*Work instructions*: Starting at the line with "Target: green foliage" and going on through the line with "[point] eucalyptus leaf", reproduce each line in the records below exactly and nothing more.

*Records provided*:
· · · · ·

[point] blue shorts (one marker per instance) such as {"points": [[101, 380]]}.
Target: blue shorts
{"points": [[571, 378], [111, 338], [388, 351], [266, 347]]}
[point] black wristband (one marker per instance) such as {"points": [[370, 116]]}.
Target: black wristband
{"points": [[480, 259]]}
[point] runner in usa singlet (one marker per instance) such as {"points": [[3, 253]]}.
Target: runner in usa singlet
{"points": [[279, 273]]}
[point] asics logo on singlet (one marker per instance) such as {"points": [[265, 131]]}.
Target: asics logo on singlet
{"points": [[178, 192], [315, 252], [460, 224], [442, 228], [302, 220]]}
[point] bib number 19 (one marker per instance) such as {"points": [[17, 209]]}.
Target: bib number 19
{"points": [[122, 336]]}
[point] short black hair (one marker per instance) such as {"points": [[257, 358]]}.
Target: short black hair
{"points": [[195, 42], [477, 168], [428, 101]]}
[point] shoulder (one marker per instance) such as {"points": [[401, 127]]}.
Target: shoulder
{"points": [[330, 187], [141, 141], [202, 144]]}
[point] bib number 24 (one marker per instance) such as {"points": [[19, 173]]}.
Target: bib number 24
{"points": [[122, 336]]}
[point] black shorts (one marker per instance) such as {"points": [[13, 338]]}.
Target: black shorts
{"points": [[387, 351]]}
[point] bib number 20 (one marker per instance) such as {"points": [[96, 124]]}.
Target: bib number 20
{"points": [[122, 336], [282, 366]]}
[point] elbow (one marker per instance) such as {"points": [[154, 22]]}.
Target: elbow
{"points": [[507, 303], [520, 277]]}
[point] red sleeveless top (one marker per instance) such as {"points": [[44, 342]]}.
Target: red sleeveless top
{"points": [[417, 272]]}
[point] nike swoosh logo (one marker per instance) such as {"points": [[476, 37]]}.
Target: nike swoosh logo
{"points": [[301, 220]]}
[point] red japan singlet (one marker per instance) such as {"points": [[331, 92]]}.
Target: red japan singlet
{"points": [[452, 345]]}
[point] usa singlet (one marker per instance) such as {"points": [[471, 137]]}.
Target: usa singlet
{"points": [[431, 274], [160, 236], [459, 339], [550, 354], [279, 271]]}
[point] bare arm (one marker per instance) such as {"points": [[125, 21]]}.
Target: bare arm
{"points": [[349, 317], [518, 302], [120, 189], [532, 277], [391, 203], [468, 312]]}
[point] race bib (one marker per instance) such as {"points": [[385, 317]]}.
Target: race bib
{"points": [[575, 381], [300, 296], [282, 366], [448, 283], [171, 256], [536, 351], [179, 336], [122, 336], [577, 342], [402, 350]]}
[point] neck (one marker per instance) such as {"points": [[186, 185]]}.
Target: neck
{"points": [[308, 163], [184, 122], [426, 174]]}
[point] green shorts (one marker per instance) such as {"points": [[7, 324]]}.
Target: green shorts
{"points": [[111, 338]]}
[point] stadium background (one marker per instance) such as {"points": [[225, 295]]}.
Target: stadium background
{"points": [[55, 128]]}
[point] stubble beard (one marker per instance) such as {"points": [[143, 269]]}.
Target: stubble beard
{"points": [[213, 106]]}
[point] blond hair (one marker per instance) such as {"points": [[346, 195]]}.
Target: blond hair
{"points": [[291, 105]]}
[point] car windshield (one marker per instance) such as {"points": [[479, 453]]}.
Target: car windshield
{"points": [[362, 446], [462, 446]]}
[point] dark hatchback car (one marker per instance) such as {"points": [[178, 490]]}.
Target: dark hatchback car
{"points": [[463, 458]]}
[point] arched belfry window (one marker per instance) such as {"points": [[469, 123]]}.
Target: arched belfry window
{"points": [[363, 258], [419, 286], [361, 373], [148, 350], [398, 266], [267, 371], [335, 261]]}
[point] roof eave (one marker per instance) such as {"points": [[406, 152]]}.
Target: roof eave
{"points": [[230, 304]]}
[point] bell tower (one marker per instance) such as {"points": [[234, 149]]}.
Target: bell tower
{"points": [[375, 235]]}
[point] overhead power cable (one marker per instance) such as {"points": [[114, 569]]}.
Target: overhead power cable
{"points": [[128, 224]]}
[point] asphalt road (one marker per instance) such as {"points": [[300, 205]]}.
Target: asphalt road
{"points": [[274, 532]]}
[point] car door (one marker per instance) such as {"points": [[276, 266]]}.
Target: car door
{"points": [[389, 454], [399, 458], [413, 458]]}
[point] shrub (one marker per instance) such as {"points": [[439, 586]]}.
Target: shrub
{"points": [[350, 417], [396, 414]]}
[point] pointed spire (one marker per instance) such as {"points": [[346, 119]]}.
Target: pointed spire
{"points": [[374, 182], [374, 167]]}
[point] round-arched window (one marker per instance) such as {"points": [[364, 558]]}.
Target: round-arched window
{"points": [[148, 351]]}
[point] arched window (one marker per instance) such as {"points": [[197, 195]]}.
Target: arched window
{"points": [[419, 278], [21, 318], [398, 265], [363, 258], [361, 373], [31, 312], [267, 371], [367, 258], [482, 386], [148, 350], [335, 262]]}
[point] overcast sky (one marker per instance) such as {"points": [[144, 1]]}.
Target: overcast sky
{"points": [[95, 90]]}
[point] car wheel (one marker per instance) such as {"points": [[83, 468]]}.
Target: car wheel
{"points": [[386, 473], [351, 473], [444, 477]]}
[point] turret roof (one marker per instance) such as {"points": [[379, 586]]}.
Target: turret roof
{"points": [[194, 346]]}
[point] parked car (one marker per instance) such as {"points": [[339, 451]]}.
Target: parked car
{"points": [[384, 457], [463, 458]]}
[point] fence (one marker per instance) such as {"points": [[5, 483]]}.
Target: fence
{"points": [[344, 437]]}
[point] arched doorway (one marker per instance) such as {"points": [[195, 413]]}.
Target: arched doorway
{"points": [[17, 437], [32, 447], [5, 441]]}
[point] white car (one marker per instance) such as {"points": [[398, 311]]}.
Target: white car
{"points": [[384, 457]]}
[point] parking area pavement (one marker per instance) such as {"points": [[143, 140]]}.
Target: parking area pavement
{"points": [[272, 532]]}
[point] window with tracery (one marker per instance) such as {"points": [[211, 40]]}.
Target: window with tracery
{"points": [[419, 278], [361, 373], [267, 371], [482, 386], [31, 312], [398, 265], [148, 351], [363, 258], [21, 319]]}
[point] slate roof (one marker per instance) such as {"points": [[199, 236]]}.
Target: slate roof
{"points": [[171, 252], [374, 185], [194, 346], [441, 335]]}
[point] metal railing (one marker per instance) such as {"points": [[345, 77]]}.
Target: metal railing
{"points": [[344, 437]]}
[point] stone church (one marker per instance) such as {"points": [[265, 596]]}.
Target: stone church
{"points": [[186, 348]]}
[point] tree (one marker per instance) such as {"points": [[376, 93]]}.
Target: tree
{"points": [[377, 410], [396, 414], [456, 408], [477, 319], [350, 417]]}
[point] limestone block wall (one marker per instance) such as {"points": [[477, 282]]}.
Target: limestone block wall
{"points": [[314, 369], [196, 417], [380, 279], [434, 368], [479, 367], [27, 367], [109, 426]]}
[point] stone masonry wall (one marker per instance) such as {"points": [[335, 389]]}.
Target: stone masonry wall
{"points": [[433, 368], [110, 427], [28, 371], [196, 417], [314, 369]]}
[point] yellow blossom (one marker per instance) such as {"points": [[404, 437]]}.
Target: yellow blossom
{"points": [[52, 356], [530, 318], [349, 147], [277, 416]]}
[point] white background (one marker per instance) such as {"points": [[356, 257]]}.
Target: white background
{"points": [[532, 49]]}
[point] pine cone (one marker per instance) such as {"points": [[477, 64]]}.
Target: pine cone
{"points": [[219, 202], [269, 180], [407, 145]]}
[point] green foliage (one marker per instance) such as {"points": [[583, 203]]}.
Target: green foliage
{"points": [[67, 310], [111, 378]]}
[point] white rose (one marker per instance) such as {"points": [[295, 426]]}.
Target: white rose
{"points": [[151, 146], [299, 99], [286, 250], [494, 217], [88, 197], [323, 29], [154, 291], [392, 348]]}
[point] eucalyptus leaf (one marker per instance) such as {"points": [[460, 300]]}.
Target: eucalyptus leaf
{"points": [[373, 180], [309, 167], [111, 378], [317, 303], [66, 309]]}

· · · · ·

*Task response*:
Target: green foliage
{"points": [[67, 310], [111, 378]]}
[point] white rose (one marker per instance) such as {"points": [[295, 426]]}.
Target: white rose
{"points": [[151, 146], [299, 99], [286, 250], [494, 217], [88, 197], [323, 29], [154, 291], [392, 348]]}
[point] eucalyptus leaf (one marker per instance) such as {"points": [[460, 300]]}.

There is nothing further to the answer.